==== Input for this task

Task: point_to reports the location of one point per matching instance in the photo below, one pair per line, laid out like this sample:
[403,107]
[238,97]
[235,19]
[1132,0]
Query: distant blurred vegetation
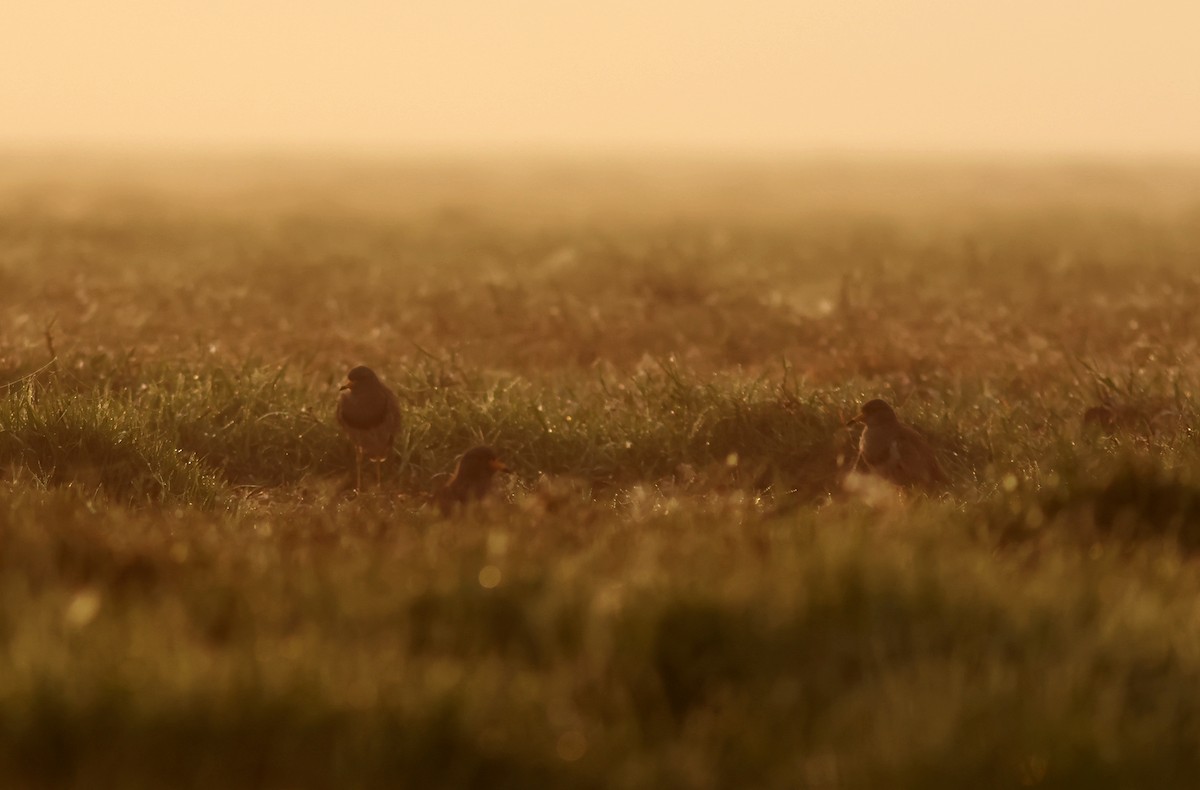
[675,590]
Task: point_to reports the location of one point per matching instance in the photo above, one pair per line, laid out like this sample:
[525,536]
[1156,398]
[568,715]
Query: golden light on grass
[571,746]
[490,576]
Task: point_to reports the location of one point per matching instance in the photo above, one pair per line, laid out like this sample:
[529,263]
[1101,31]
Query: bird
[894,450]
[472,478]
[369,414]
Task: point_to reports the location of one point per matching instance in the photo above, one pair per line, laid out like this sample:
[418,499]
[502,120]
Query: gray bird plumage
[369,414]
[472,478]
[894,450]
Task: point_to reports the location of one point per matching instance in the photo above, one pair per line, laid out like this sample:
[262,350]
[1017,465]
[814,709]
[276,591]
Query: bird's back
[370,418]
[900,454]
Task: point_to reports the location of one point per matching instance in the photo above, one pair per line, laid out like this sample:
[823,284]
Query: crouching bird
[893,450]
[369,414]
[472,478]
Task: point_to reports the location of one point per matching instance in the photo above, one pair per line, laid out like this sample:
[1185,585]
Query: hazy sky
[756,75]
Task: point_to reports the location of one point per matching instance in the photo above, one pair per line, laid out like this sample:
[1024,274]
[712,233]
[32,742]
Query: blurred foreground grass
[675,590]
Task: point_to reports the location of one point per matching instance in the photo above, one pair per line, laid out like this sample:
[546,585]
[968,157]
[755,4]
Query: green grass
[675,588]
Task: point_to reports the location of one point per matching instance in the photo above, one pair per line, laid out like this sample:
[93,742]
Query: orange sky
[1060,76]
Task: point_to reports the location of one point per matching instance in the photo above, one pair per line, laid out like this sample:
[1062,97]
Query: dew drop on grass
[83,609]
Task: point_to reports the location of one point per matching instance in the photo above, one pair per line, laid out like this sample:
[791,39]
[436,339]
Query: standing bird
[472,478]
[369,413]
[894,450]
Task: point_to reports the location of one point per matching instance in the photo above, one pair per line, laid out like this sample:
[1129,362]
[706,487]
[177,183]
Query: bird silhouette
[894,450]
[369,414]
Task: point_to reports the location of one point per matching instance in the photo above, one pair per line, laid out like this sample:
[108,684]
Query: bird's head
[875,412]
[359,376]
[480,462]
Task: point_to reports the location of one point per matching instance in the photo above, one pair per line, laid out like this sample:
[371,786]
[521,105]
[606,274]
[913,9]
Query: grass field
[675,588]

========

> _Exercise directions_: Repeat all entries exactly. Skip the pictures.

> _Your solution_:
Task: point_to reports the location of one point per matching instance in the photo below, one pair per line, laid out like this sample:
[403,107]
[238,97]
[235,19]
[1132,0]
Query: distant blurred vegetation
[675,590]
Task: point_to reports the location of one point per matching instance in the photo above, one pair per line, laid out like this sample:
[525,536]
[1156,398]
[568,715]
Query: golden light on grass
[571,746]
[490,576]
Task: point_to reports the location of one point per matching instance in the photo above, one pair per line, laid out like this sample:
[529,263]
[1101,31]
Query: bird
[894,450]
[472,478]
[369,414]
Task: point_to reports the location of one point per matching instance in the photo above, one pair per line, laid out like this sample:
[418,499]
[502,120]
Query: gray bird plumage
[369,414]
[472,478]
[894,450]
Task: point_to reports the location of one point per matching instance in the photo above, one pair per line, laid out like this sample:
[262,350]
[1017,465]
[814,709]
[276,591]
Query: bird's back
[370,418]
[900,454]
Task: point_to reports the location of one point per matching instance in the photo above, one pair per line, laid out like this sample:
[823,284]
Query: crouching bird
[893,450]
[369,414]
[472,478]
Task: point_to reports the location of one point per matching instance in the photo above, one pair per line, laid out like this sample:
[1185,585]
Query: hazy sky
[756,75]
Task: point_to reports the location of one point per matching instance in the photo above, one pair per line, laid out like this sample:
[1024,274]
[712,233]
[32,742]
Query: blurred foreground grass
[675,590]
Task: point_to reports the location of one point per matching instance in the photo above, one pair per line, laid out like this sample:
[546,585]
[968,157]
[755,4]
Query: green grass
[675,588]
Task: point_to reports the location of one point per matching instance in the photo above, one pair per line, laid out like this sample:
[93,742]
Query: orange sky
[1060,76]
Task: point_to reports the location of one point per matching instance in the photo above, one pair per line, laid out like this sample:
[1062,97]
Query: dew drop on grass
[83,609]
Task: point_to reports the location of one point per matching instance in the photo above, one pair per line, laid out like this sample:
[791,39]
[436,339]
Query: standing bird
[472,478]
[369,413]
[894,450]
Task: point_to reports the location of one point per matching instance in the photo above, one pair per line, laid out like this sample:
[1129,362]
[706,487]
[177,183]
Query: bird silhouette
[894,450]
[369,414]
Task: point_to reports the location of one point per matching instance in the photo above, one pair per line, laid out like this sample:
[108,684]
Query: bird's head
[875,412]
[359,376]
[480,462]
Task: point_to reports the location of one point per matching instance in the photo above, one pair per line, laid out like this sample:
[371,786]
[521,105]
[606,274]
[913,9]
Query: grass field
[675,588]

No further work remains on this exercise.